WASHINGTON — Today, the U.S. Small Business Administration (SBA) commended the U.S. Department of War (DoW) for suspending its Cybersecurity Maturity Model Certification (CMMC) program Phase II requirements, which were originally scheduled to go into effect on November 10, 2026. The suspension follows months of engagement between the DoW, SBA, and small business stakeholders, who warned that the current CMMC framework imposes costly bureaucratic burdens on the small contractors that are essential to growing the U.S. Defense Industrial Base (DIB). These pressures caused many firms to leave or consider leaving defense-related work, prompting the DoW to launch a comprehensive review to recalibrate the CMMC program so it preserves strong cybersecurity while eliminating regulatory barriers that impede the Department’s Acquisition Transformation System (ATS) to rapidly expand defense supply chains.

“Let there be no doubt: the small businesses that undergird our defense industrial base are committed to protecting our nation’s digital domain — but cybersecurity cannot come at the cost of bureaucracy that shuts out the very companies our warfighters depend on,” said SBA Administrator Kelly Loeffler. “Working closely with the Department of War, the Trump SBA has heard directly from mission‑critical small businesses that CMMC compliance was becoming an untenable barrier pushing them out of the Defense Industrial Base, even though these firms are the backbone of national security. With over 100,000 small businesses impacted and compliance costs approaching as much as $600,000, the SBA strongly supports the Department of War’s decisive action to preserve strong cybersecurity while cutting red tape, bringing American innovators into our defense supply chain, and advancing the DoW’s efforts to rapidly expand modern capabilities essential to warfighter readiness.” 

The suspension is a key step in advancing the ATS, which prioritizes “speed to capability” by replacing burdensome compliance regimes with scalable, resilient cybersecurity measures. By suspending the Phase II requirements and initiating a comprehensive review, the Department is working with SBA and other partners to ensure cybersecurity requirements protect federal data without driving innovative small firms out of the Defense Industrial Base or slowing the delivery of critical capabilities to the warfighter.

_Provided records_
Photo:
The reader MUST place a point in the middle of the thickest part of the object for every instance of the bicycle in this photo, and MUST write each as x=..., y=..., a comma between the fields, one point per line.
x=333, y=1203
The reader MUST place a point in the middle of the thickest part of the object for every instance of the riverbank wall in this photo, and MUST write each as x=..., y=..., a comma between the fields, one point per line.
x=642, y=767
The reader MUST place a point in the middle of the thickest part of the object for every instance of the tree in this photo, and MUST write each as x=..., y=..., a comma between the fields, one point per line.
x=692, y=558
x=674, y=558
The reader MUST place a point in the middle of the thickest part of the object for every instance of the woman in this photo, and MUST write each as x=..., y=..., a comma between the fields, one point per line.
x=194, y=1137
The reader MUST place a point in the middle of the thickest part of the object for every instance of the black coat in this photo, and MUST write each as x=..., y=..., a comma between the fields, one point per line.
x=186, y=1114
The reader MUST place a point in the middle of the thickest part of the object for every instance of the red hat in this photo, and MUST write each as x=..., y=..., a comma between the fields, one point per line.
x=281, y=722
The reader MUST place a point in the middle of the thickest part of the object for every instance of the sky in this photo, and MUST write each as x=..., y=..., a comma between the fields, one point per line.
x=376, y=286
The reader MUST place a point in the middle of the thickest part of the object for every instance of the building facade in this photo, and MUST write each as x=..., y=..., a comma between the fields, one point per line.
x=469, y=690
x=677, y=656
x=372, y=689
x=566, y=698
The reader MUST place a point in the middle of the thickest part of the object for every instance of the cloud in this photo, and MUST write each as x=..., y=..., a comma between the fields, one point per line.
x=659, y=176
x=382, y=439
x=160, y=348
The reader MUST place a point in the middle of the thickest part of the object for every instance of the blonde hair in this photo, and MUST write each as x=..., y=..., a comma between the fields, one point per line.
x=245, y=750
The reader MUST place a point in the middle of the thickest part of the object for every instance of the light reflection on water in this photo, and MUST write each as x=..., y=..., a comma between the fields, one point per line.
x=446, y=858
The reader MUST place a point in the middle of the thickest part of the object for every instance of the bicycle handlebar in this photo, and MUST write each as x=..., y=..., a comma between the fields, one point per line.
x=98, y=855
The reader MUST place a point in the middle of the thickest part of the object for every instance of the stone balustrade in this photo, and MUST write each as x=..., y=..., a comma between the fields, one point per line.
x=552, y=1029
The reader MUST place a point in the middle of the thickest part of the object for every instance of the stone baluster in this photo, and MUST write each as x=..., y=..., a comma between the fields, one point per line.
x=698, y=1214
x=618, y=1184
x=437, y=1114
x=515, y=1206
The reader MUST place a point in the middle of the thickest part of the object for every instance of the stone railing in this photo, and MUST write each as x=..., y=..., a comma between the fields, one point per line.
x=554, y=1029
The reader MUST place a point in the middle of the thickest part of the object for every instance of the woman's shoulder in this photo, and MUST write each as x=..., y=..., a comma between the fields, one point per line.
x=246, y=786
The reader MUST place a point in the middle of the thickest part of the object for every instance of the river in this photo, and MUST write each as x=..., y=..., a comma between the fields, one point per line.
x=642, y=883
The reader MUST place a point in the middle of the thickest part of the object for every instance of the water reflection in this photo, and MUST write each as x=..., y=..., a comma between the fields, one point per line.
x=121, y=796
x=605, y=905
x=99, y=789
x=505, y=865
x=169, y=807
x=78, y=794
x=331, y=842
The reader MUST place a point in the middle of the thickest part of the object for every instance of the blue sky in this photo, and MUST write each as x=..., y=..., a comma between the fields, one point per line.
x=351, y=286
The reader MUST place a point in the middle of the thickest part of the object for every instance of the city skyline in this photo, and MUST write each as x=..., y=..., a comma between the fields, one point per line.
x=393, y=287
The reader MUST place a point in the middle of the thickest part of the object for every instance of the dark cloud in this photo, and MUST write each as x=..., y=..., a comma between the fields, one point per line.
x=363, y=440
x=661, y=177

_Description of the task_
Can you edit the SBA press release from "The suspension is" to "to the warfighter.", inclusive, so that "burdensome" becomes "onerous"?

_Response to this task_
The suspension is a key step in advancing the ATS, which prioritizes “speed to capability” by replacing onerous compliance regimes with scalable, resilient cybersecurity measures. By suspending the Phase II requirements and initiating a comprehensive review, the Department is working with SBA and other partners to ensure cybersecurity requirements protect federal data without driving innovative small firms out of the Defense Industrial Base or slowing the delivery of critical capabilities to the warfighter.